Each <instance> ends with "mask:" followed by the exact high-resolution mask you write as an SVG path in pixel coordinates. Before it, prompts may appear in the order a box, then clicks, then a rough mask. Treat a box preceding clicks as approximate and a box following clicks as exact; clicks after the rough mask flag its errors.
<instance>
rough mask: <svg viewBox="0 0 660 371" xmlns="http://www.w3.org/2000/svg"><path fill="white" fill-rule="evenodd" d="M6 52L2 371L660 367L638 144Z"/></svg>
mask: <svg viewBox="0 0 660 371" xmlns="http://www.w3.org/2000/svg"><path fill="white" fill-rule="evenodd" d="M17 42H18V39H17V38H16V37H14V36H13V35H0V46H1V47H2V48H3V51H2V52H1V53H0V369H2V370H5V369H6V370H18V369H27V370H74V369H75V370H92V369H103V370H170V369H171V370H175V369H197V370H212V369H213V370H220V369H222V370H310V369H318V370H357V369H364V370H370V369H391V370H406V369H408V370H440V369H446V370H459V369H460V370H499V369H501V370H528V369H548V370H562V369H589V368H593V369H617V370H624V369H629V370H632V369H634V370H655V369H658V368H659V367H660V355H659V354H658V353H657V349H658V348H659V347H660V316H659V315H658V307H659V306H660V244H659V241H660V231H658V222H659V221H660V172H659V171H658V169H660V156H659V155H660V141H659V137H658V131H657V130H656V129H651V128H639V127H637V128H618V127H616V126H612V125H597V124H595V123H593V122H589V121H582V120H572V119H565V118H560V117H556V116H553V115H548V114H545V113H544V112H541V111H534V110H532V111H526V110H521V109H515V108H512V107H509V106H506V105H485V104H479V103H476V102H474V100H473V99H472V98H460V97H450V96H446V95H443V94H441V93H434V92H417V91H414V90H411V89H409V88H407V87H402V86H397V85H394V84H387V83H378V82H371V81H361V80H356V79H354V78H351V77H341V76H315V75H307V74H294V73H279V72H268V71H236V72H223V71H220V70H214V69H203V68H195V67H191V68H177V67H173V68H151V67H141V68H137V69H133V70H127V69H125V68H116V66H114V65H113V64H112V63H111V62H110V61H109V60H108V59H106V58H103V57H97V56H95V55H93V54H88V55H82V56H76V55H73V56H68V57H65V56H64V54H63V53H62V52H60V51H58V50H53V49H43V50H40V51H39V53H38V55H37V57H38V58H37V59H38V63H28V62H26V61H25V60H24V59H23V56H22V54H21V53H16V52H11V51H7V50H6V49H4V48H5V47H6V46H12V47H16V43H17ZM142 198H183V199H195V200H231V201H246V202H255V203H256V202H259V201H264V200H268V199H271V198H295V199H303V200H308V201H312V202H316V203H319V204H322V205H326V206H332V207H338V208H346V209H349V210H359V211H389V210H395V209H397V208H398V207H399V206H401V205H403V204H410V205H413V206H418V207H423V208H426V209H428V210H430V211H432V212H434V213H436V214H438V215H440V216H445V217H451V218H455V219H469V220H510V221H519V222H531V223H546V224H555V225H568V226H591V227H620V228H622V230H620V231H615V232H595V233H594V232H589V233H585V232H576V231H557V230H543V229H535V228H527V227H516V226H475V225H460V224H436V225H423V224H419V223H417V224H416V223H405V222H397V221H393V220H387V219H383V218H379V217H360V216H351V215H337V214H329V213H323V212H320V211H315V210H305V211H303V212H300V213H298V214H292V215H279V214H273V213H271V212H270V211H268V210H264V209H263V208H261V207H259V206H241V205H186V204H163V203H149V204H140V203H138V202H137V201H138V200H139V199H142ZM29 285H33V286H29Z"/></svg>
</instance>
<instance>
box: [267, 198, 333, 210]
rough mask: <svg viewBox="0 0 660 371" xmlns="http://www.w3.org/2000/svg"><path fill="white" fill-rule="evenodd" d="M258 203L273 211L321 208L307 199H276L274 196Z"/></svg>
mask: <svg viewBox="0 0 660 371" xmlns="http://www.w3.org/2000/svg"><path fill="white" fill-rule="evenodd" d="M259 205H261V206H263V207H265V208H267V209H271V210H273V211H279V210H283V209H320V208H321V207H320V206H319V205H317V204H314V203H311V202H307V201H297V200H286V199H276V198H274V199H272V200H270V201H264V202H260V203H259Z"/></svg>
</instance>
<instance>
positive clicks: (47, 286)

# [PROBLEM STATEMENT]
Give every entry again, character for character.

# [RESULT FOR THIS TASK]
Each <instance> ends with "mask:" followed by the exact high-resolution mask you write as an SVG path in pixel coordinates. Before it, prompts may appear in the order a box, then clicks, then a rough mask. Treat a box preceding clicks as approximate and a box following clicks as exact; clicks after the rough mask flag its errors.
<instance>
rough mask: <svg viewBox="0 0 660 371" xmlns="http://www.w3.org/2000/svg"><path fill="white" fill-rule="evenodd" d="M6 52L2 371L660 367L638 144Z"/></svg>
mask: <svg viewBox="0 0 660 371" xmlns="http://www.w3.org/2000/svg"><path fill="white" fill-rule="evenodd" d="M17 42H18V39H17V38H16V37H14V36H13V35H0V46H1V47H2V48H3V51H2V52H1V53H0V369H2V370H5V369H6V370H18V369H27V370H74V369H75V370H92V369H103V370H170V369H171V370H175V369H197V370H212V369H213V370H220V369H222V370H310V369H318V370H357V369H364V370H370V369H391V370H406V369H408V370H440V369H446V370H459V369H460V370H499V369H501V370H528V369H548V370H562V369H589V368H593V369H617V370H624V369H629V370H632V369H634V370H655V369H658V368H659V367H660V355H659V354H658V353H657V349H658V348H659V347H660V316H659V315H658V307H659V306H660V244H659V241H660V231H658V222H659V221H660V172H659V171H658V169H660V156H659V155H660V141H659V137H658V131H657V130H656V129H651V128H639V127H637V128H618V127H616V126H612V125H597V124H595V123H593V122H589V121H582V120H572V119H565V118H560V117H556V116H553V115H548V114H545V113H544V112H541V111H534V110H532V111H526V110H521V109H515V108H512V107H509V106H506V105H485V104H479V103H476V102H474V100H473V99H472V98H460V97H450V96H446V95H443V94H441V93H434V92H417V91H414V90H411V89H409V88H407V87H402V86H397V85H394V84H387V83H378V82H371V81H361V80H356V79H354V78H351V77H341V76H315V75H307V74H294V73H279V72H268V71H236V72H223V71H220V70H214V69H203V68H195V67H191V68H177V67H173V68H151V67H141V68H137V69H133V70H127V69H125V68H116V66H114V65H113V64H112V63H111V62H110V61H109V60H108V59H106V58H103V57H97V56H95V55H93V54H88V55H82V56H76V55H73V56H68V57H65V56H64V54H63V53H62V52H60V51H58V50H53V49H43V50H40V51H39V53H38V55H37V57H38V58H37V59H38V63H28V62H26V61H25V60H24V59H23V56H22V54H21V53H16V52H11V51H7V50H6V49H4V48H5V47H6V46H12V47H16V43H17ZM142 198H183V199H195V200H231V201H246V202H255V203H256V202H259V201H264V200H268V199H271V198H295V199H303V200H308V201H312V202H316V203H319V204H322V205H326V206H332V207H338V208H346V209H349V210H359V211H389V210H395V209H397V208H398V207H399V206H401V205H403V204H410V205H413V206H418V207H423V208H426V209H428V210H430V211H432V212H434V213H436V214H438V215H440V216H445V217H451V218H455V219H469V220H510V221H519V222H531V223H546V224H555V225H568V226H591V227H620V228H622V230H620V231H615V232H595V233H594V232H589V233H585V232H576V231H557V230H543V229H535V228H527V227H516V226H475V225H460V224H436V225H423V224H419V223H417V224H416V223H405V222H397V221H393V220H387V219H383V218H379V217H360V216H351V215H337V214H329V213H323V212H320V211H315V210H305V211H303V212H300V213H298V214H292V215H279V214H273V213H271V212H270V211H268V210H264V209H263V208H261V207H259V206H241V205H186V204H163V203H149V204H140V203H138V202H137V201H138V200H139V199H142ZM29 285H33V286H29Z"/></svg>
</instance>
<instance>
box: [267, 198, 333, 210]
rough mask: <svg viewBox="0 0 660 371" xmlns="http://www.w3.org/2000/svg"><path fill="white" fill-rule="evenodd" d="M258 203L273 211L321 208L307 199H276L274 196Z"/></svg>
mask: <svg viewBox="0 0 660 371" xmlns="http://www.w3.org/2000/svg"><path fill="white" fill-rule="evenodd" d="M259 205H261V206H263V207H265V208H267V209H271V210H273V211H279V210H283V209H320V208H321V207H320V206H319V205H317V204H314V203H311V202H307V201H297V200H286V199H276V198H274V199H272V200H270V201H264V202H260V203H259Z"/></svg>
</instance>
<instance>
positive clicks: (47, 286)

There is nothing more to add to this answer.